Instructions for the task. The lines needed are those below that contain the word "horse"; copy each one.

Collection entries.

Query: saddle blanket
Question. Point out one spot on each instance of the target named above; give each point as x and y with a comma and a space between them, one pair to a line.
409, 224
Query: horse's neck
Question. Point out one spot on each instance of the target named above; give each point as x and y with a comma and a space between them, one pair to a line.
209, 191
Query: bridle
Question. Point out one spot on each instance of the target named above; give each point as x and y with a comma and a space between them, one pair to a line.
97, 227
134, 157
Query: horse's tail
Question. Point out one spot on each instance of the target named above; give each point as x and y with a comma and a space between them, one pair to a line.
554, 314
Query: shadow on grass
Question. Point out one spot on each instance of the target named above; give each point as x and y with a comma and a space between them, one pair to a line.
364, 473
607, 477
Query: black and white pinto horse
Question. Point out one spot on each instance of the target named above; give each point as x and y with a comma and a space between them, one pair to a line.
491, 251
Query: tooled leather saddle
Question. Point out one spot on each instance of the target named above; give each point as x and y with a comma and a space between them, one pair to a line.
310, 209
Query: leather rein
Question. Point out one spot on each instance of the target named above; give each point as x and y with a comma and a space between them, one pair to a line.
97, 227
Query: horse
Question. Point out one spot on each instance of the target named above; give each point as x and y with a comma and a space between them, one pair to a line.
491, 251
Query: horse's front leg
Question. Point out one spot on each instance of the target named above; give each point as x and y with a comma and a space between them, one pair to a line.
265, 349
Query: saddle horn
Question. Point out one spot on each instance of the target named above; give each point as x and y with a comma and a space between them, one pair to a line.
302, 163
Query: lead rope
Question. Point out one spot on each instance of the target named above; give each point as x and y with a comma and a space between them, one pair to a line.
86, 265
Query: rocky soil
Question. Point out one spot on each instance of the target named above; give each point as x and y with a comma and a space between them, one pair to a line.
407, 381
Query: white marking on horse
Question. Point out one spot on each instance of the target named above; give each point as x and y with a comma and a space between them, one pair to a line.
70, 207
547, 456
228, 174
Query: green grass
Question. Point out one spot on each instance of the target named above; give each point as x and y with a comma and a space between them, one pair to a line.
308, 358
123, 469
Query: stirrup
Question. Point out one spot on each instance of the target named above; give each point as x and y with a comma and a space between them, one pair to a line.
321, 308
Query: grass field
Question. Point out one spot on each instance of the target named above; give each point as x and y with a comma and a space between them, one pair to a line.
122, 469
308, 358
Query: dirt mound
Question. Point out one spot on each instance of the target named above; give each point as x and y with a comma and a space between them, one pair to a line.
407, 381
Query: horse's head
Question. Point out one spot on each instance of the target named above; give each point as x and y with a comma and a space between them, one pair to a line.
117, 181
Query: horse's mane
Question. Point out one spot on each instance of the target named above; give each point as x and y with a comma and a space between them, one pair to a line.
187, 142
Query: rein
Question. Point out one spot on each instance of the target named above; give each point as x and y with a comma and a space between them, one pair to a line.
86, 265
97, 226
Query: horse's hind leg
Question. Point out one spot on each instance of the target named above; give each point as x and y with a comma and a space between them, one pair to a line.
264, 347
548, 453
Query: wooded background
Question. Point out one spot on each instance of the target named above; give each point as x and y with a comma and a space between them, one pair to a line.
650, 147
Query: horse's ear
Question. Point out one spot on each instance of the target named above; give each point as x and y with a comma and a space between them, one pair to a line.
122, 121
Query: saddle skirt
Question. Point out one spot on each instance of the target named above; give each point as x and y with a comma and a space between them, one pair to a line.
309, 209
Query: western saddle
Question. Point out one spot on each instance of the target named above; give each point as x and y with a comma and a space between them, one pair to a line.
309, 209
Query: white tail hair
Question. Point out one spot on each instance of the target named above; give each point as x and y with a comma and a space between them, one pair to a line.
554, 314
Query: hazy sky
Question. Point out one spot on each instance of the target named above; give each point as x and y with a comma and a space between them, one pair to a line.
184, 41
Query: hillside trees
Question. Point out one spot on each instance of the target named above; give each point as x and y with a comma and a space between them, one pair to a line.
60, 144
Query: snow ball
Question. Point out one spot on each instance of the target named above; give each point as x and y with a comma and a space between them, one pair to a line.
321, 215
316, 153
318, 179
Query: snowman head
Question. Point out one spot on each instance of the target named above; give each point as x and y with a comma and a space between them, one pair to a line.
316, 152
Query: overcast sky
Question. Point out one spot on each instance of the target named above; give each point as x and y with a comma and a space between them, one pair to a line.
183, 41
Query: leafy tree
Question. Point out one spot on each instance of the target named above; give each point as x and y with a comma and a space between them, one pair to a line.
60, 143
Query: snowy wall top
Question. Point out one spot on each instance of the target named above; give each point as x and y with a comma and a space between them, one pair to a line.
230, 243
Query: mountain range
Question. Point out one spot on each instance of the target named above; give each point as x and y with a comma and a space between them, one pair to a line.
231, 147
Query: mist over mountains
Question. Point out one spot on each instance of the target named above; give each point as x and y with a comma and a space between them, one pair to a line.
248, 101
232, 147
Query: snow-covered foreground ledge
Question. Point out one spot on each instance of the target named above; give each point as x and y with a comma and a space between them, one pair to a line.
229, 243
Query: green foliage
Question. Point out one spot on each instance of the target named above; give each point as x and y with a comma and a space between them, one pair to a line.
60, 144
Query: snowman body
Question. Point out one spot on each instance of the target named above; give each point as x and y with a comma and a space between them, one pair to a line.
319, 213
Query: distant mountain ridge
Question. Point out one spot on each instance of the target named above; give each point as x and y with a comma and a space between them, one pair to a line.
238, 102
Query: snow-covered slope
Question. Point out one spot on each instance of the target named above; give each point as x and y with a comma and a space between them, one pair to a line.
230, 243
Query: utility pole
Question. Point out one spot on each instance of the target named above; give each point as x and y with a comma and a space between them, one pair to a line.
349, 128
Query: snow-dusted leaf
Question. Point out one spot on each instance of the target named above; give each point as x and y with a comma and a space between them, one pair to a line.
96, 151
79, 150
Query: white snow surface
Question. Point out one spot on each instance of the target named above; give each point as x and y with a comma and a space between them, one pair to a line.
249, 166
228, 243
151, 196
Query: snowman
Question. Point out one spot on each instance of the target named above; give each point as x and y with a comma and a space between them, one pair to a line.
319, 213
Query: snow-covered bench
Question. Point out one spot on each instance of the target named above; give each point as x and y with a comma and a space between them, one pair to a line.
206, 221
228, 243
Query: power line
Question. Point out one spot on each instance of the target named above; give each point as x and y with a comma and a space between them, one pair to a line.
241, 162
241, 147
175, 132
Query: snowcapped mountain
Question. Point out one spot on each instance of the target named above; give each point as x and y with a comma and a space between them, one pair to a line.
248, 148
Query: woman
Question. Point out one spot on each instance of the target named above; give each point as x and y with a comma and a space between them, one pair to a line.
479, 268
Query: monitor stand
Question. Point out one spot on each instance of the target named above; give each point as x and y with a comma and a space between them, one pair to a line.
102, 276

Result for this task.
Query: horse's neck
Query: horse's tail
Query: black and white pinto horse
Query: horse
Query: horse's front leg
Query: white marking on horse
Query: horse's head
Query: horse's mane
Query: horse's hind leg
Query: horse's ear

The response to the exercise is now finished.